## Written problem
Look for the line containing "If you could tag each instance of the dark" in the listing below. Retype that line and every subsequent line through the last one, and only those.

## Supplied records
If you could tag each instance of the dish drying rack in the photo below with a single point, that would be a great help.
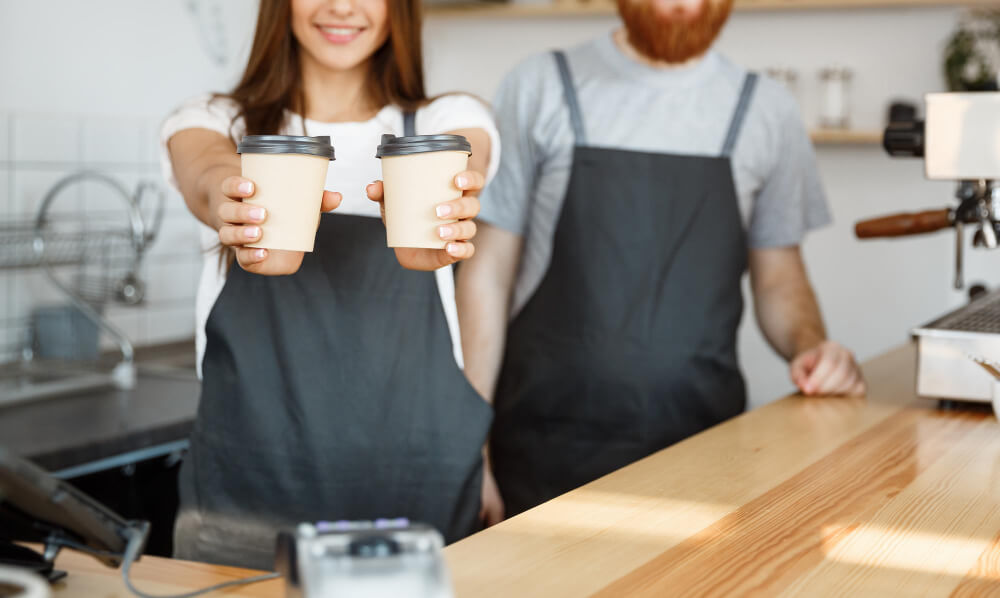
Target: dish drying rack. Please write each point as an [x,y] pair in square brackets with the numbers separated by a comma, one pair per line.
[93,258]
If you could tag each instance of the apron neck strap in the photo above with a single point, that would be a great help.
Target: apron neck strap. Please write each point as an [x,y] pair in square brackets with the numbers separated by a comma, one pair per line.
[569,91]
[409,123]
[739,114]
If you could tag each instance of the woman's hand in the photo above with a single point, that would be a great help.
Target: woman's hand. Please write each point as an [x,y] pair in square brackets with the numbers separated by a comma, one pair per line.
[464,209]
[240,224]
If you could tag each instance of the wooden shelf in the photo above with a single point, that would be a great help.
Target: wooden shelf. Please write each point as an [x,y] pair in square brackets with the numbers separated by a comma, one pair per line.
[566,8]
[845,137]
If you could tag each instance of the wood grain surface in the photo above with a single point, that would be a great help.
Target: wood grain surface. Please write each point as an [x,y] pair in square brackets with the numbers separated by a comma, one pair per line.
[884,496]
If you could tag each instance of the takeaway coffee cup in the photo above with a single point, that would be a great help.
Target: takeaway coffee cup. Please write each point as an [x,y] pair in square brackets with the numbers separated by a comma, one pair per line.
[289,174]
[418,174]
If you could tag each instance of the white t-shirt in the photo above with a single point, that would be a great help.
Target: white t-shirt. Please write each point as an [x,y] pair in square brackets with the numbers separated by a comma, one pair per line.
[355,167]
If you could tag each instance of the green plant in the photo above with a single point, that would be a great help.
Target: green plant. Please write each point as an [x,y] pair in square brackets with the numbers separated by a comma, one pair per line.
[972,55]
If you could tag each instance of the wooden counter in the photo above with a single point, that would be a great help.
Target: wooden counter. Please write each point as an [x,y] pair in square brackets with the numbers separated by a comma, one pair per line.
[807,497]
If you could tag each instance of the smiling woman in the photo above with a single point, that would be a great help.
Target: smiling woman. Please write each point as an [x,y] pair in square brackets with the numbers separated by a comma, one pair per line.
[332,386]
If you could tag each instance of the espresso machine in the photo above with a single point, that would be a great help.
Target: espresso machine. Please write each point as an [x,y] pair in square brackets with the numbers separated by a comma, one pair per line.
[959,139]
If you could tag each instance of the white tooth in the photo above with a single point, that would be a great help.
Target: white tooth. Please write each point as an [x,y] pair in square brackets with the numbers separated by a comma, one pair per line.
[341,30]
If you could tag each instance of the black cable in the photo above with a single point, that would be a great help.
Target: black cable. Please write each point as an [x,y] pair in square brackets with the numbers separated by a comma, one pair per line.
[134,547]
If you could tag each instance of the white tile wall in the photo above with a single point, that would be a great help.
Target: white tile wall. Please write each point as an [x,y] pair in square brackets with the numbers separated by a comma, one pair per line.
[166,324]
[46,138]
[150,150]
[172,281]
[104,200]
[131,321]
[5,203]
[36,151]
[174,201]
[8,329]
[30,187]
[115,140]
[178,237]
[4,136]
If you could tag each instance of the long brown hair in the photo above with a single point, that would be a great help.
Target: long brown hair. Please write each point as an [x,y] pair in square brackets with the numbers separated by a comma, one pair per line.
[272,80]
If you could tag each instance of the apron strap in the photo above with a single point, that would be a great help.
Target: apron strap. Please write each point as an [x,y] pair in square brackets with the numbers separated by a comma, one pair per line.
[409,123]
[736,123]
[575,114]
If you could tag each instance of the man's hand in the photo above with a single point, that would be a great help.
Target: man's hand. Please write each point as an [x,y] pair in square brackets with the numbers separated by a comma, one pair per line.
[492,511]
[827,369]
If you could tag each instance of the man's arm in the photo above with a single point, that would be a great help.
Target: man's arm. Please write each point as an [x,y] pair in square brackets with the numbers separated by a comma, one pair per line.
[483,288]
[789,317]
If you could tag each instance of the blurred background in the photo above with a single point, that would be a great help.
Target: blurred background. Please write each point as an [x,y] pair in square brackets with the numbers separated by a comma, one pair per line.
[86,84]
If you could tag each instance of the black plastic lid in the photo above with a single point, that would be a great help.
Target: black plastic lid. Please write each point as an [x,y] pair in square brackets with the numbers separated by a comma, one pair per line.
[286,144]
[418,144]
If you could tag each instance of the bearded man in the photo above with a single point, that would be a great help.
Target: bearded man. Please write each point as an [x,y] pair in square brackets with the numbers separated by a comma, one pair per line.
[641,175]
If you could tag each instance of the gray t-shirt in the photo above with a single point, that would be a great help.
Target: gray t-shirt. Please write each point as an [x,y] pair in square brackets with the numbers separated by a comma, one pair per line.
[632,106]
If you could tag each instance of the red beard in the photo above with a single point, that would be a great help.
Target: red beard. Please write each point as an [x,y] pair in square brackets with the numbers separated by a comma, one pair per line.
[672,37]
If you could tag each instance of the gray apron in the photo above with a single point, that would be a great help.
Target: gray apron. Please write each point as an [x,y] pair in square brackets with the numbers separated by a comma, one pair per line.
[329,394]
[629,343]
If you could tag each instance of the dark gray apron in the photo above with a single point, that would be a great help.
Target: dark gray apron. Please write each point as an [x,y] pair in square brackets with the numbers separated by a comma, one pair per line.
[329,394]
[629,343]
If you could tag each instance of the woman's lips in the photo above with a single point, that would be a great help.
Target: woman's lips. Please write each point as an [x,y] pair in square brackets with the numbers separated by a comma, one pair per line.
[339,34]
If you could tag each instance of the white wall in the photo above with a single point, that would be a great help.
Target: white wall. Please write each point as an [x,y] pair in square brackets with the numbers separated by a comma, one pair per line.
[109,58]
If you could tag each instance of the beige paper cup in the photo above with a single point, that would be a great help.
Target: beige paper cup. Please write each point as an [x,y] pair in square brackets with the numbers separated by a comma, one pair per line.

## Full answer
If you could tag each instance of the dark gray apron in the photo above with a single point, that would be a great help.
Target: dark gray apron. Please write each point as an [x,y] pair in square brackets with the numbers separated by a comma, one pair per line.
[329,394]
[629,343]
If you could tag each instance of the woman's lips in the photo above with a single point, that would be a great help.
Target: woman's lips. Please write each point as an [x,y] pair in square brackets with the numbers separated by a comma, one pair per line.
[339,34]
If you could tag each instance of the white wall in the photo above with a single point, that would be a great help.
Target: white wall. Please write each point as an [x,y] pair in square brackets with the numbers separated by a comma, one pair per line.
[109,58]
If you could tag each instance of the beige paper cup in the photo above with a single point, that would be a great help.
Target: beige paper cup. Please write each point as an [x,y] pair in square brackets with the numbers separated by a comma, one pair per line.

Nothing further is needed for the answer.